Exercise:
Please read the list of names below: which laboratory, college, and university is given for every person on it?

Fu, Da-Qi (Laboratory of Fruit Biology, College of Food Science and Nutritional Engineering, China Agricultural University)
Zhu, Ben-Zhong (Laboratory of Fruit Biology, College of Food Science and Nutritional Engineering, China Agricultural University)
Zhu, Hong-Liang (Laboratory of Fruit Biology, College of Food Science and Nutritional Engineering, China Agricultural University)
Zhang, Hong-Xing (Laboratory of Fruit Biology, College of Food Science and Nutritional Engineering, China Agricultural University)
Xie, Yuan-Hong (Laboratory of Fruit Biology, College of Food Science and Nutritional Engineering, China Agricultural University)
Jiang, Wei-Bo (Laboratory of Fruit Biology, College of Food Science and Nutritional Engineering, China Agricultural University)
Zhao, Xiao-Dan (Laboratory of Fruit Biology, College of Food Science and Nutritional Engineering, China Agricultural University)
Luo, Yun-Bo (Laboratory of Fruit Biology, College of Food Science and Nutritional Engineering, China Agricultural University)

Extracted records:
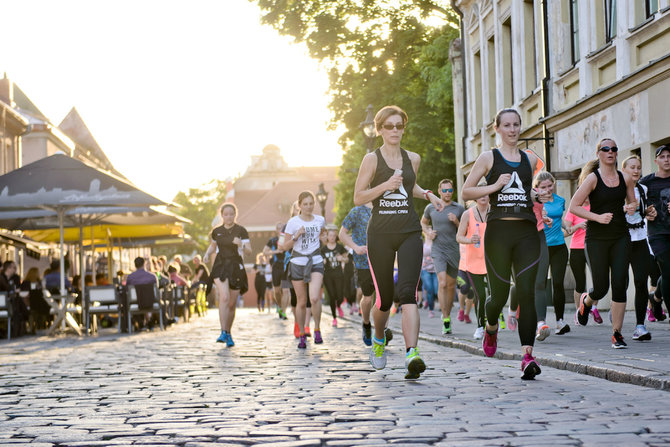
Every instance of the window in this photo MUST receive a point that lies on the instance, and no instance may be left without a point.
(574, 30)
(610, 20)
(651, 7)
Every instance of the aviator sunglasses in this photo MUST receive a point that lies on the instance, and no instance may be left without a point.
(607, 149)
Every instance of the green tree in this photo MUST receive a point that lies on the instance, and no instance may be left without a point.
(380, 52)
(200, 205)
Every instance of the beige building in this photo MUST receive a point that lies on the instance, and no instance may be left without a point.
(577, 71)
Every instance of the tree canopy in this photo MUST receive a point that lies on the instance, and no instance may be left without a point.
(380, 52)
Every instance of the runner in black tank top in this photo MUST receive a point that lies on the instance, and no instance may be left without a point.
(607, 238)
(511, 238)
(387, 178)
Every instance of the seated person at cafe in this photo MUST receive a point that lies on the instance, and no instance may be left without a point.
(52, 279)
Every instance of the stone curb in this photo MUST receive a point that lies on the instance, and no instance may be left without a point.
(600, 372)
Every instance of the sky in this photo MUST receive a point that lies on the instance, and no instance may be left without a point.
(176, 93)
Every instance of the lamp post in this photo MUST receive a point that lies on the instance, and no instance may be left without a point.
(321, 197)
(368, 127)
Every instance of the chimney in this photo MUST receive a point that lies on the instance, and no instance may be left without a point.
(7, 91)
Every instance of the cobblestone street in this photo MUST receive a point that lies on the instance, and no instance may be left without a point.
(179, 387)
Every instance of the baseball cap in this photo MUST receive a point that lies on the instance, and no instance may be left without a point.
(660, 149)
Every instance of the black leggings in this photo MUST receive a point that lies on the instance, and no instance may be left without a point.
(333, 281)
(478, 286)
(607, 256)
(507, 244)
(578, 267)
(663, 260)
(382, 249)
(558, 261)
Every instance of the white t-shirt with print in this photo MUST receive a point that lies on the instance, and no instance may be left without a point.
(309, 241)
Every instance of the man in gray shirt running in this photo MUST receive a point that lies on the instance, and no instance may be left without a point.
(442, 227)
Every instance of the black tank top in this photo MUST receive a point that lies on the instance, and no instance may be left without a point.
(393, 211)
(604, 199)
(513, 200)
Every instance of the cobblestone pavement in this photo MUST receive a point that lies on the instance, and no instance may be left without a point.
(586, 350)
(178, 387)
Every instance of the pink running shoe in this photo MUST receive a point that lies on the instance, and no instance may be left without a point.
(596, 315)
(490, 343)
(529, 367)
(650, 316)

* * *

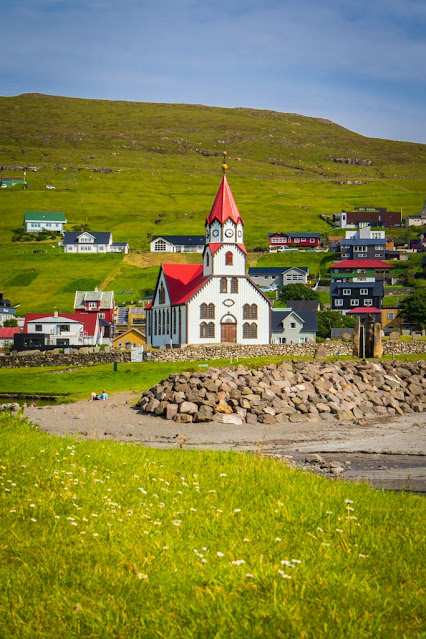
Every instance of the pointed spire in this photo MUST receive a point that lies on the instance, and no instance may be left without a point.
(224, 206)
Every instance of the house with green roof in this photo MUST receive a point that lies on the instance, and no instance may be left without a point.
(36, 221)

Your response:
Laboratory of Fruit Biology, College of Food Science and Nutritional Engineering, China Agricultural University